(Data items)
=-=-=

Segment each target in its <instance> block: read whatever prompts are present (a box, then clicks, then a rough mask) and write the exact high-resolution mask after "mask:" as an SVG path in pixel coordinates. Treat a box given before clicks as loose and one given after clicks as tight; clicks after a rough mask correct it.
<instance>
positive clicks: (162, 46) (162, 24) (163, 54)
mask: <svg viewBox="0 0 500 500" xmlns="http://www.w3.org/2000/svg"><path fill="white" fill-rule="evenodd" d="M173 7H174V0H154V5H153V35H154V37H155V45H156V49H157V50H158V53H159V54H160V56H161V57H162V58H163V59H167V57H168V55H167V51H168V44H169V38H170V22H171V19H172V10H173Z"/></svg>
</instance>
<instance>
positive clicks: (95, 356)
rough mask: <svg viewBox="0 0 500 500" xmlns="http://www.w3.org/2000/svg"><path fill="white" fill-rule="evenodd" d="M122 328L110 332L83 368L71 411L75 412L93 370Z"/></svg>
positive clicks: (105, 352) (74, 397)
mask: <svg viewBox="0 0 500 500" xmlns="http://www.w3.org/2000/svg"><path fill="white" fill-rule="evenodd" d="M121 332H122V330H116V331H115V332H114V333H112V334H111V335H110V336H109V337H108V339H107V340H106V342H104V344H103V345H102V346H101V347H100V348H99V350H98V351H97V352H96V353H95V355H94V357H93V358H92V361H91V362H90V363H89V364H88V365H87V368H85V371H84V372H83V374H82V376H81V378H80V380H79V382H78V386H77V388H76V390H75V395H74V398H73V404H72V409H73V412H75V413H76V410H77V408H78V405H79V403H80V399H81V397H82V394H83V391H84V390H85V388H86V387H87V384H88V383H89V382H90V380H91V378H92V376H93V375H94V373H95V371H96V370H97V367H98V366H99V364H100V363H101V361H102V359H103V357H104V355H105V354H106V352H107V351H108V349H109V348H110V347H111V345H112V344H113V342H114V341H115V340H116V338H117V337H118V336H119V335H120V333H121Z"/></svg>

=-=-=

**WHAT YOU NEED TO DO**
Rewrite all of the data above, replacing each occurrence of "positive clicks" with "foreground clicks" and leaving everything else unchanged.

**THE ANSWER**
Segment each target in its <instance> block: read whatever prompts are present (a box, then clicks, then a rough mask) and write the exact high-resolution mask after "mask:" as an SVG path in pixel coordinates. Treat a box given before clicks as loose and one given after clicks as tight; clicks after a rough mask correct it.
<instance>
foreground clicks: (162, 46) (162, 24) (163, 54)
mask: <svg viewBox="0 0 500 500" xmlns="http://www.w3.org/2000/svg"><path fill="white" fill-rule="evenodd" d="M173 7H174V0H154V5H153V35H154V37H155V45H156V49H157V50H158V53H159V54H160V56H161V57H162V58H163V59H167V57H168V55H167V51H168V44H169V38H170V22H171V19H172V10H173Z"/></svg>
</instance>
<instance>
foreground clicks: (95, 356)
rough mask: <svg viewBox="0 0 500 500" xmlns="http://www.w3.org/2000/svg"><path fill="white" fill-rule="evenodd" d="M122 328L110 332L83 368L71 411L75 412L93 370Z"/></svg>
foreground clicks: (105, 352) (74, 397)
mask: <svg viewBox="0 0 500 500" xmlns="http://www.w3.org/2000/svg"><path fill="white" fill-rule="evenodd" d="M121 332H122V330H116V331H115V332H114V333H112V334H111V335H110V336H109V337H108V339H107V340H106V342H104V344H103V345H102V346H101V347H100V348H99V350H98V351H97V352H96V353H95V355H94V357H93V358H92V361H91V362H90V363H89V364H88V365H87V368H85V371H84V372H83V374H82V376H81V378H80V380H79V382H78V386H77V388H76V390H75V395H74V398H73V404H72V409H73V412H75V413H76V410H77V408H78V405H79V403H80V399H81V397H82V394H83V391H84V390H85V388H86V387H87V384H88V383H89V382H90V380H91V378H92V376H93V375H94V373H95V371H96V370H97V367H98V366H99V364H100V363H101V361H102V359H103V357H104V355H105V354H106V352H107V351H108V349H109V348H110V347H111V345H112V344H113V342H114V341H115V340H116V338H117V337H118V336H119V335H120V333H121Z"/></svg>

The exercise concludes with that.